* _Pagina_
════════

En vergeef ons onze schulden, gelijk ook wij vergeven onze schuldenaren.
Dat wil zeggen:
Wil ons, arme zondaren, om het bloed van Christus geen van onze misdaden toerekenen en ook niet de slechtheid die altijd nog in ons is, zoals wijzelf ook als een bewijs van uw genade in ons opmerken, dat wij het vaste voornemen hebben onze naaste van harte te vergeven.


 

De preek van Ds. J.W. Tunderman over zondag 51

Wij hebben de vorige week gesproken over de bede: geef ons heden ons dagelijks brood.

════════

* _Getoonde gegevens_
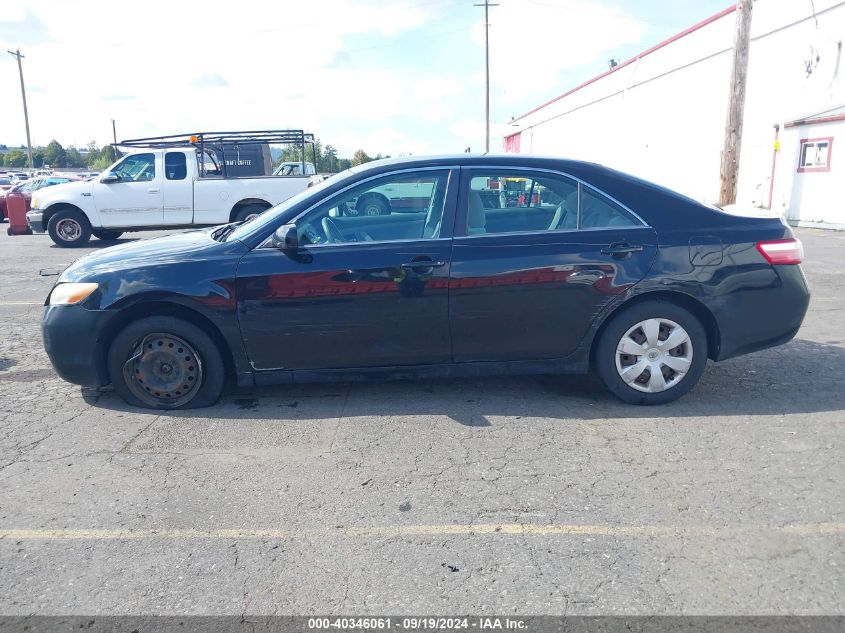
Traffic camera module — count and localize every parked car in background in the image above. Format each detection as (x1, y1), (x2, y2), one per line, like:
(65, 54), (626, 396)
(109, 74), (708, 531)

════════

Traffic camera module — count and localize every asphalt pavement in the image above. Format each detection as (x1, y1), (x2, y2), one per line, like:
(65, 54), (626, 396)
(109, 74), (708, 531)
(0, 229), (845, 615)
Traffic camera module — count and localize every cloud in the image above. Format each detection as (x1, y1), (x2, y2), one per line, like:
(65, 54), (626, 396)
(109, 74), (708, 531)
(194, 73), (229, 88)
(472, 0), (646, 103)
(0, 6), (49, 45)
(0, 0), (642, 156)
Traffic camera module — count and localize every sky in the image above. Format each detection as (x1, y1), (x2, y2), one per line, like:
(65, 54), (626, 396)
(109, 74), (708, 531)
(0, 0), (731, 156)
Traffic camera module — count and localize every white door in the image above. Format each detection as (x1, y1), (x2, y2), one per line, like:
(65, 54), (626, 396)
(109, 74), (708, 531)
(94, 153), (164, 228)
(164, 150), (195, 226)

════════

* _Werkinstructies_
1. Stemmen deze beweringen overeen met de pagina? Beantwoord elk met ja of nee en citeer letterlijk de woorden van de pagina die de doorslag geven. (a) De preek over zondag 51 is van Ds. J.W. Tunderman. (b) Vorige week ging de preek over de bede om vergeving van schulden. (c) Er wordt gevraagd om het bloed van Christus geen van onze misdaden toe te rekenen.
2. Neem alsjeblieft woordelijk over uit de pagina, vanaf "En vergeef ons" tot en met "ons dagelijks brood.".
Voor het werk hier zijn de vermeldingen niet nodig.

* _Antwoorden bij opdrachten_
1.
(a) Ja: "De preek van Ds. J.W. Tunderman over zondag 51"
(b) Nee: "Wij hebben de vorige week gesproken over de bede: geef ons heden ons dagelijks brood."
(c) Ja: "Wil ons, arme zondaren, om het bloed van Christus geen van onze misdaden toerekenen"

2.
En vergeef ons onze schulden, gelijk ook wij vergeven onze schuldenaren.
Dat wil zeggen:
Wil ons, arme zondaren, om het bloed van Christus geen van onze misdaden toerekenen en ook niet de slechtheid die altijd nog in ons is, zoals wijzelf ook als een bewijs van uw genade in ons opmerken, dat wij het vaste voornemen hebben onze naaste van harte te vergeven.


 

De preek van Ds. J.W. Tunderman over zondag 51

Wij hebben de vorige week gesproken over de bede: geef ons heden ons dagelijks brood.